----- QUOTED PASSAGE -----

Re: [RFC PATCH v3 0/7] DAMON based tiered memory management for CXL
From: Gregory Price
Date: Tue Apr 09 2024 - 20:00:35 EST
On Mon, Apr 08, 2024 at 10:41:04PM +0900, Honggyu Kim wrote:
> Hi Gregory,
>
> On Fri, 5 Apr 2024 12:56:14 -0400 Gregory Price <gregory.price@xxxxxxxxxxxx> wrote:
> > Do you have test results which enable only DAMOS_MIGRATE_COLD actions
> > but not DAMOS_MIGRATE_HOT actions? (and vice versa)
> >
> > The question I have is exactly how often is MIGRATE_HOT actually being
> > utilized, and how much data is being moved. Testing MIGRATE_COLD only
> > would at least give a rough approximation of that.
>
> To explain this, I better share more test results. In the section of
> "Evaluation Workload", the test sequence can be summarized as follows.
>
> *. "Turn on DAMON."
> 1. Allocate cold memory(mmap+memset) at DRAM node, then make the
> process sleep.
> 2. Launch redis-server and load prebaked snapshot image, dump.rdb.
> (85GB consumed: 52GB for anon and 33GB for file cache)
Aha! I see now, you are allocating memory to ensure the real workload
(redis-server) pressures the DRAM tier and causes "spillage" to the CXL
tier, and then measure the overhead in different scenarios.

-----

> [EXERCISE DETAILS]: According to the DAMON patch discussion above, how much memory is consumed when redis-server loads its prebaked snapshot? Please include the breakdown.

----- SUPPLIED MATERIAL -----

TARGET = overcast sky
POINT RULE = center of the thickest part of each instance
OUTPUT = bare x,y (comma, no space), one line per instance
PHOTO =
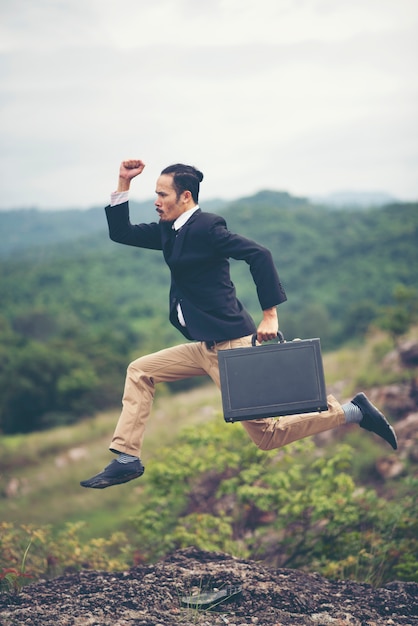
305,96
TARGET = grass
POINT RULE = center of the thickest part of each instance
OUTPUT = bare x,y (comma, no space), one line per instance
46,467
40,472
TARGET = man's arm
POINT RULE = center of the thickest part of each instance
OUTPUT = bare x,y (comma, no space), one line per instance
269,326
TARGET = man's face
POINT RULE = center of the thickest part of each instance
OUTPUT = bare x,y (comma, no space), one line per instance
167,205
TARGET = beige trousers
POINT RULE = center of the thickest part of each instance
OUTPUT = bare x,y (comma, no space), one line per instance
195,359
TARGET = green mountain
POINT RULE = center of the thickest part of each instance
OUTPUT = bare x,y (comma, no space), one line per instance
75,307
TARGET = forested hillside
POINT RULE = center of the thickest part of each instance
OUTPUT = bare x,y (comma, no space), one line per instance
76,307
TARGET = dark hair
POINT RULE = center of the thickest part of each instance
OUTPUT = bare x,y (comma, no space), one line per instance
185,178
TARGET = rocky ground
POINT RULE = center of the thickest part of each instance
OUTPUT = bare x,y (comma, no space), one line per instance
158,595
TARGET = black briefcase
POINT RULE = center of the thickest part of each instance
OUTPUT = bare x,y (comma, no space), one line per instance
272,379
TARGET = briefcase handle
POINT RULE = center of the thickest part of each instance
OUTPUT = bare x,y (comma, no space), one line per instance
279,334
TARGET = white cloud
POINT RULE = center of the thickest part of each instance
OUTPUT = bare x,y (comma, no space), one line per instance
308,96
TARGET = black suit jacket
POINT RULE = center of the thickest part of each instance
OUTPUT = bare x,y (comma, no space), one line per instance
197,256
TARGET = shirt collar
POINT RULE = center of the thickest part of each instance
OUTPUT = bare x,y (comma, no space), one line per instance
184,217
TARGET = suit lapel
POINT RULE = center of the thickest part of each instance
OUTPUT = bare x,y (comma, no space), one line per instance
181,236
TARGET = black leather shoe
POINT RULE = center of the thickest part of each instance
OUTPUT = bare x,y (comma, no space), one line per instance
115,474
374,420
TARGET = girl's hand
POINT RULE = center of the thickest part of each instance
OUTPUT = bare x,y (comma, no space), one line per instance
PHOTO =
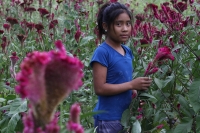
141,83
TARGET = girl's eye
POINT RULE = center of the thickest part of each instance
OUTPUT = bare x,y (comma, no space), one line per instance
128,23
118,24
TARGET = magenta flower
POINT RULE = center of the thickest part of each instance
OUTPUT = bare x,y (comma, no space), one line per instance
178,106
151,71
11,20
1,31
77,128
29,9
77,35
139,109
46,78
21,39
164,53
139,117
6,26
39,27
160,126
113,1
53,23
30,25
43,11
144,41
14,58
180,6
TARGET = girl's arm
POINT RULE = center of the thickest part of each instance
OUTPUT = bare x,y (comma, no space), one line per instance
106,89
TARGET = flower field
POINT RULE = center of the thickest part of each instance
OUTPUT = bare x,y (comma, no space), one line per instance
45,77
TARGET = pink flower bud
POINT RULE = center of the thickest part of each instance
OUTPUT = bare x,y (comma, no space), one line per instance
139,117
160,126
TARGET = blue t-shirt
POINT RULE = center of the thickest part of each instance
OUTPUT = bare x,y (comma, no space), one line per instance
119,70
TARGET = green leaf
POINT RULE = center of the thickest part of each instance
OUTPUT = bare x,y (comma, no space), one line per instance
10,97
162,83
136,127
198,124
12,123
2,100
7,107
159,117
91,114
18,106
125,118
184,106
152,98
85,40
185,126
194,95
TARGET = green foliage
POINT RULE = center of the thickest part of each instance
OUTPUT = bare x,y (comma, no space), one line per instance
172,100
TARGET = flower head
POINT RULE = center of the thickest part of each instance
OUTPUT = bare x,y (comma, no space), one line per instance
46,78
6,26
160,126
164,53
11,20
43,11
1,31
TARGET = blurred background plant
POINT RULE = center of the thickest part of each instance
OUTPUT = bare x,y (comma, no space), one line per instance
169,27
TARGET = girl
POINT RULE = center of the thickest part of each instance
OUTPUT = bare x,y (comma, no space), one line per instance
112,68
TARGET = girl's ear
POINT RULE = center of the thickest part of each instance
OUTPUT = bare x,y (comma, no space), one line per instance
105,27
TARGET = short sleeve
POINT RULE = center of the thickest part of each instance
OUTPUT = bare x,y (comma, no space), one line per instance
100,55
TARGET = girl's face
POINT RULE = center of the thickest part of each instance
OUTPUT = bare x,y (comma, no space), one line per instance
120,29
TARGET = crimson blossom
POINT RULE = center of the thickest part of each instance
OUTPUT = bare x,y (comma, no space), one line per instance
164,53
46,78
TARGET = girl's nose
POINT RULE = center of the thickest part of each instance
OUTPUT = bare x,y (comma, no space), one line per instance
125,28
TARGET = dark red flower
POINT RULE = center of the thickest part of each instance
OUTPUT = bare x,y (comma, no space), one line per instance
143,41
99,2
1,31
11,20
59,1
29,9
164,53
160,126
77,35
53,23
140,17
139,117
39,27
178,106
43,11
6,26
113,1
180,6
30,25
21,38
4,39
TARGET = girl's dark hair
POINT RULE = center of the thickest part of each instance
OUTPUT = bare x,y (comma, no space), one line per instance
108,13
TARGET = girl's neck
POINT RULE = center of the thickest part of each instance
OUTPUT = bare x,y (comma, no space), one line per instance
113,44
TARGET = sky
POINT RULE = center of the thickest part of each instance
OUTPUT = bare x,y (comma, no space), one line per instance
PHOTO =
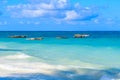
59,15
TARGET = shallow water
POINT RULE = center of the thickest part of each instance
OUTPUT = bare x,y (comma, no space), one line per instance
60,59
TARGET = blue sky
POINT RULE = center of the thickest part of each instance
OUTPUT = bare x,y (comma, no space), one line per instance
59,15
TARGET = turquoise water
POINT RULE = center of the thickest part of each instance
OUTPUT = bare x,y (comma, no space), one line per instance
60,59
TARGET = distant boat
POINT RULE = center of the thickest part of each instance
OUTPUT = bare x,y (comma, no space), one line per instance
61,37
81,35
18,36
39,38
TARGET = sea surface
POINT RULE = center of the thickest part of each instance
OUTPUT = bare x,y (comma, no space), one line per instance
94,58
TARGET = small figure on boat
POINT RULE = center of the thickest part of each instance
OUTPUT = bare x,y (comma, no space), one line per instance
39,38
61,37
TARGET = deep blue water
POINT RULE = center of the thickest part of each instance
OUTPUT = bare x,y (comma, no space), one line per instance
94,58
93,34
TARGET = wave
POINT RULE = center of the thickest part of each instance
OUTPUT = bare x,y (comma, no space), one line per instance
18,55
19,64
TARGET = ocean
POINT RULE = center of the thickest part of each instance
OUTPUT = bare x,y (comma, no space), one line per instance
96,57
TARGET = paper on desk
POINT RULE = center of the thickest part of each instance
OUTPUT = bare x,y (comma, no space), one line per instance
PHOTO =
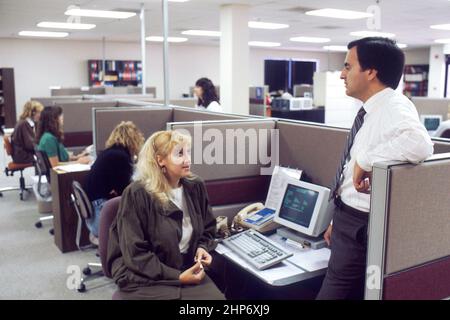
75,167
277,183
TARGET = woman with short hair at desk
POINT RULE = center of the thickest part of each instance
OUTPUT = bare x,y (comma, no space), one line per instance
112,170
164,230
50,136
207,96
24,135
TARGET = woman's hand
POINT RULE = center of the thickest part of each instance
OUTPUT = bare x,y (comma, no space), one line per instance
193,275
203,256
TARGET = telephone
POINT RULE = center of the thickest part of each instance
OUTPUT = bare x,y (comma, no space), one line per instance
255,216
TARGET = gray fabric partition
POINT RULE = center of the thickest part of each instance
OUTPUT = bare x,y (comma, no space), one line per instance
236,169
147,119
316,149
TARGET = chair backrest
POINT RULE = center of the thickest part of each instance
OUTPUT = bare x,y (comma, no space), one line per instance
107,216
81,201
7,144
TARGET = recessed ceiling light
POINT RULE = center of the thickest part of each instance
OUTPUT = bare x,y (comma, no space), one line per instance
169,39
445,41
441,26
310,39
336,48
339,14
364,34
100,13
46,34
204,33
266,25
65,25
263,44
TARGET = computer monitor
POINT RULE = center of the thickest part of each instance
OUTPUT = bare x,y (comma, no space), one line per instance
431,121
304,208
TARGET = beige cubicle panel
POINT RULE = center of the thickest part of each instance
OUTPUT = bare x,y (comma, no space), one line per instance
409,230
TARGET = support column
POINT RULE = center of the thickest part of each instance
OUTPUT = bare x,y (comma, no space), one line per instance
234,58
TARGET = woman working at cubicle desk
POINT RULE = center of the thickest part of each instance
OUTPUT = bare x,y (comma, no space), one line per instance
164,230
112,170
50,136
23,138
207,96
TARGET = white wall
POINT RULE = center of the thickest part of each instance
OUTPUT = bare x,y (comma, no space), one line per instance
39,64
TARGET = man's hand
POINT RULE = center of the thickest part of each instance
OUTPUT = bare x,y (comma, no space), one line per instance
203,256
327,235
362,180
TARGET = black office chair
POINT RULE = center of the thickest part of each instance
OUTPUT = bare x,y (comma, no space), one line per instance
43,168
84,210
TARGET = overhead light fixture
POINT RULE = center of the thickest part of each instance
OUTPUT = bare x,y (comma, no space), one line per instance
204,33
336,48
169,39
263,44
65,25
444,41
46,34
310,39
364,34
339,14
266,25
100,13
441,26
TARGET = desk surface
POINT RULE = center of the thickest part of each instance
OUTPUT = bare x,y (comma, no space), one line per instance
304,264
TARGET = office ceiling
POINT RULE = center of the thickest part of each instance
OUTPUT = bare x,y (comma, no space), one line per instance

-----

> [ANSWER IN FULL]: 85GB: 52GB for anon and 33GB for file cache.